◆ Instructions to follow ◆
What is needed here is every entry, retyped exactly.

· · ·

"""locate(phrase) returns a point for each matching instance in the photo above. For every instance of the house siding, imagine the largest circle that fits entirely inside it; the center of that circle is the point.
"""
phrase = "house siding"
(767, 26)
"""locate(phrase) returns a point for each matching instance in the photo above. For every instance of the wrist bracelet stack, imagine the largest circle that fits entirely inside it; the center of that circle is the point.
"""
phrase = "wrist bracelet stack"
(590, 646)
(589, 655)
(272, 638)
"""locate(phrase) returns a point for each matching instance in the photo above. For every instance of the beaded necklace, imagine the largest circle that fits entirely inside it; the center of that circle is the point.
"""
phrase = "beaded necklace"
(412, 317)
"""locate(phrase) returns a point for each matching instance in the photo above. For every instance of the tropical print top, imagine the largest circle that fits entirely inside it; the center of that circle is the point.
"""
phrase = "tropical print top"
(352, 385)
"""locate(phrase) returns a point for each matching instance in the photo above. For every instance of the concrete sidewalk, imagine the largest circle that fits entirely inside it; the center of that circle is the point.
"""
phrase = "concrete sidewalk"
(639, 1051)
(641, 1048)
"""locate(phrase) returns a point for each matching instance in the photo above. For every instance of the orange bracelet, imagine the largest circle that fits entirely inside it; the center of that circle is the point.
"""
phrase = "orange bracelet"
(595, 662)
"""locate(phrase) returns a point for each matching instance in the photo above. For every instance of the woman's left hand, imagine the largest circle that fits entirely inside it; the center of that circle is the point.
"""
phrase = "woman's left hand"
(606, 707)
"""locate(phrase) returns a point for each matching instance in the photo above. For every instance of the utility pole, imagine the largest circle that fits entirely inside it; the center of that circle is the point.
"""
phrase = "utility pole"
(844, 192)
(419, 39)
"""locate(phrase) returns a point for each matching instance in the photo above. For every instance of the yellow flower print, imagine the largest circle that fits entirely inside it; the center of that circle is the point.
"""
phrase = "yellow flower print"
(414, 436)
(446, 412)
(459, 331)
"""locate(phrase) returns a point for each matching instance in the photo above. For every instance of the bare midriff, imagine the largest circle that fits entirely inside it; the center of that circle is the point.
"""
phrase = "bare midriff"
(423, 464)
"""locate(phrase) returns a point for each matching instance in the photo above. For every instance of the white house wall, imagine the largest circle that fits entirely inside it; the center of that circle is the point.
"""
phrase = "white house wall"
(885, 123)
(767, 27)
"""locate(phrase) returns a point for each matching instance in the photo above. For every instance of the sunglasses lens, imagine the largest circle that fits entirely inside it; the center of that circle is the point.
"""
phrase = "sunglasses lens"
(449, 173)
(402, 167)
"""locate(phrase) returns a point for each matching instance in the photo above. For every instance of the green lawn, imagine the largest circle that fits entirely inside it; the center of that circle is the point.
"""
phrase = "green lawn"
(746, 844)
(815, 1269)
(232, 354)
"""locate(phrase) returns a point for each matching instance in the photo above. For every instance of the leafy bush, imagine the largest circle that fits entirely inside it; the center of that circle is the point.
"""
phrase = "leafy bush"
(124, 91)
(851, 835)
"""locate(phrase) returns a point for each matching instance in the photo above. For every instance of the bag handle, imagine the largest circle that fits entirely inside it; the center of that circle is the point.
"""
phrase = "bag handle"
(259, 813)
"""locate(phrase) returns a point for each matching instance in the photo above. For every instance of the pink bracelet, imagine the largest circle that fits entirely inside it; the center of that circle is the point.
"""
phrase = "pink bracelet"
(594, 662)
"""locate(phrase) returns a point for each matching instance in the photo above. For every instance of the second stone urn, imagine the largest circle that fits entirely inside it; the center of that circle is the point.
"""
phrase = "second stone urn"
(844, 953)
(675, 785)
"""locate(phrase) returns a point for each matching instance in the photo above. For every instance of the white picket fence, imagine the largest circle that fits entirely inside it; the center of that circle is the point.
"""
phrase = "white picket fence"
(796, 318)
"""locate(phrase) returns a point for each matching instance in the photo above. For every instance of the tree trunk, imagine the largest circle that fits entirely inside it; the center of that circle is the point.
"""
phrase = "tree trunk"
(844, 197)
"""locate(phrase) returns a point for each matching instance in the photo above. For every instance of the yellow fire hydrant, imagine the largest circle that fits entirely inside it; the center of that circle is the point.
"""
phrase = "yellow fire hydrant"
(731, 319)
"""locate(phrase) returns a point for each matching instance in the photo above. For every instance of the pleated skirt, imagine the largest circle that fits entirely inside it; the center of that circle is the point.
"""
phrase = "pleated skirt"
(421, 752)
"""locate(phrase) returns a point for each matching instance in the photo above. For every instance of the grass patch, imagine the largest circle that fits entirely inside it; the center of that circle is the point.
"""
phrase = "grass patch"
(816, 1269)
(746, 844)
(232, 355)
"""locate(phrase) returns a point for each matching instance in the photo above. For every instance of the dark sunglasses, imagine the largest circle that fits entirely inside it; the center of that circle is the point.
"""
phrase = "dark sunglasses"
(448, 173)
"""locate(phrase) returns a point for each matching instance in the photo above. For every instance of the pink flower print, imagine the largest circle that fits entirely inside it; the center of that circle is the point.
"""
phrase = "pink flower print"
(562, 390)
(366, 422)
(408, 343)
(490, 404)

· · ·

◆ Expected answer ◆
"""locate(phrase) returns a point for each matching instance in the photo above. For every instance of the house siding, imagine the largest circle that fits entirely inside it; the center of that circle is the point.
"""
phrase = "house siding"
(767, 26)
"""locate(phrase) returns a point for each matching instance in the photo above. For every instance of the wrist bracelet stack, imagine the largest circle that fits entirely inside it; the center of that circle is the point.
"""
phrase = "wrist bracelet stack"
(590, 646)
(589, 655)
(272, 638)
"""locate(phrase) returns a point for each matching instance in the photo above. For every instance of the beaded necklace, imagine the largest circle that fits entirely inside it; the center of that circle is the point.
"""
phrase = "beaded necklace"
(412, 317)
"""locate(phrase) returns a point for each matching instance in the photo above. For every instance of the tropical print top, imagine the largest circle that fits entirely inside it; the center of that circle is the point.
"""
phrase = "tropical print top"
(352, 385)
"""locate(phrase) returns a point for each matching instance in the photo above. For every instance of the concrete sidewalk, imagine the largest circle that fits entirely inside it; the center of that circle is the point.
"""
phrase = "concrete sidewalk"
(639, 1051)
(641, 1048)
"""locate(phrase) returns a point for each matching instance in the photo above. For every instance of the orange bracelet, imagine the largest circle that fits entirely inside it; the center of that circle is the point.
"""
phrase = "orange bracelet"
(595, 662)
"""locate(phrase) returns a point for each matching instance in the photo above. For every instance of the woman's left hand, imagine the largest circle that fits entirely inside it; the center of that circle is the point.
"""
phrase = "woman's left hand"
(606, 707)
"""locate(phrase) returns a point for each matching instance in the photo above. For every instance of the utility pole, imagine the largest circle that fits entirely inside it; the center of that circle is the point.
"""
phrase = "utility pole"
(844, 192)
(419, 39)
"""locate(phrase) returns a point for each matching instance in the photo above. For every instance of the yellow flower print, imagine the largest circle that fits entirely inside it; the center of that circle is the point.
"""
phrase = "yellow flower print"
(414, 436)
(446, 412)
(459, 331)
"""locate(phrase) returns a point for each matching instance in the photo above. For every instance of the bare midriff, imagine the largest circle that fits entirely inside it; the center of that circle is the point.
"""
phrase = "bare midriff"
(423, 464)
"""locate(phrase) returns a point for each matching instance in the photo above. For every instance of the white house wall, imagine the largest circle that fits entirely inside it; the center of that circle is the point.
"""
phrase = "white house wall"
(885, 123)
(767, 27)
"""locate(phrase) returns a point for each matching instance in the photo above. For every instance of the sunglasses lens, imagine the largest circle that fits entirely inside it; the center of that circle is the point.
"""
phrase = "sunglasses lens"
(449, 173)
(402, 167)
"""locate(phrase) returns a point for each matching instance in the photo above. For every instance of the green lawn, imagine the largest circle that fits entirely inside it; the center of that circle is the point.
"""
phrase = "green lawn"
(746, 844)
(815, 1269)
(232, 354)
"""locate(phrase) returns a point for each matching instance in the photo above. For every instance of the leafy bush, imagine the largest circle that fits entirely inside it; the center of that circle is the point.
"""
phrase = "leafy bush"
(124, 91)
(851, 835)
"""locate(phrase) returns a point for each matching instance in the photo above. For every instance of the bag handle, imagine the largest circle that fits entirely inside it; the center of that circle is the point.
"""
phrase = "bag handle"
(259, 813)
"""locate(phrase) returns a point for each matching instance in the photo above. For every instance of the pink bracelet, imagine the largest circle that fits entirely inside it; the center of that circle is the point.
"""
phrase = "pink bracelet"
(594, 662)
"""locate(phrase) returns a point for each matching instance in the photo above. For every instance of the second stone urn, imagine the largest circle that fits entirely inside it; the center of that circle is the point.
"""
phrase = "second stone urn"
(844, 953)
(675, 785)
"""locate(phrase) returns a point for each matching instance in the photo above. For every instance of the white picket fence, imagine the largest circle that fits entirely inside it; the center of that circle is the point.
"""
phrase = "white picket fence"
(796, 318)
"""locate(phrase) returns a point for each matching instance in the photo above. For every instance of the tree trunk, imagine the largest circle that fits entirely inside it; the center of that circle is the point.
"""
phrase = "tree trunk"
(844, 197)
"""locate(phrase) returns a point for each matching instance in the photo above. For every instance of the yellow fire hydrant, imagine the largest circle that fits entirely inside it; the center of that circle is the point.
"""
phrase = "yellow fire hydrant"
(731, 319)
"""locate(phrase) returns a point for each matching instance in the photo above. For every instance of the pleated skirt, imagine the largest circle that fits entirely inside it; the center of that circle is the point.
"""
phrase = "pleated skirt"
(421, 752)
"""locate(phrase) returns a point for each matching instance in the photo above. For every instance of the grass patch, imagine the largest circle that fits entirely inside it; the center of that circle is the point.
"""
phrase = "grass patch"
(816, 1269)
(746, 844)
(232, 355)
"""locate(phrase) returns a point for each matching instance in the photo above. For every instance of the dark sunglasses, imagine the largest circle that fits entirely inside it; the center of that circle is the point.
"""
phrase = "dark sunglasses"
(448, 173)
"""locate(phrase) returns a point for each matching instance in the photo above. For every instance of the pink flower print, imagine the largest circle that fits entirely inside it; the center of that circle is the point.
"""
phrase = "pink flower print"
(562, 390)
(366, 422)
(408, 343)
(490, 404)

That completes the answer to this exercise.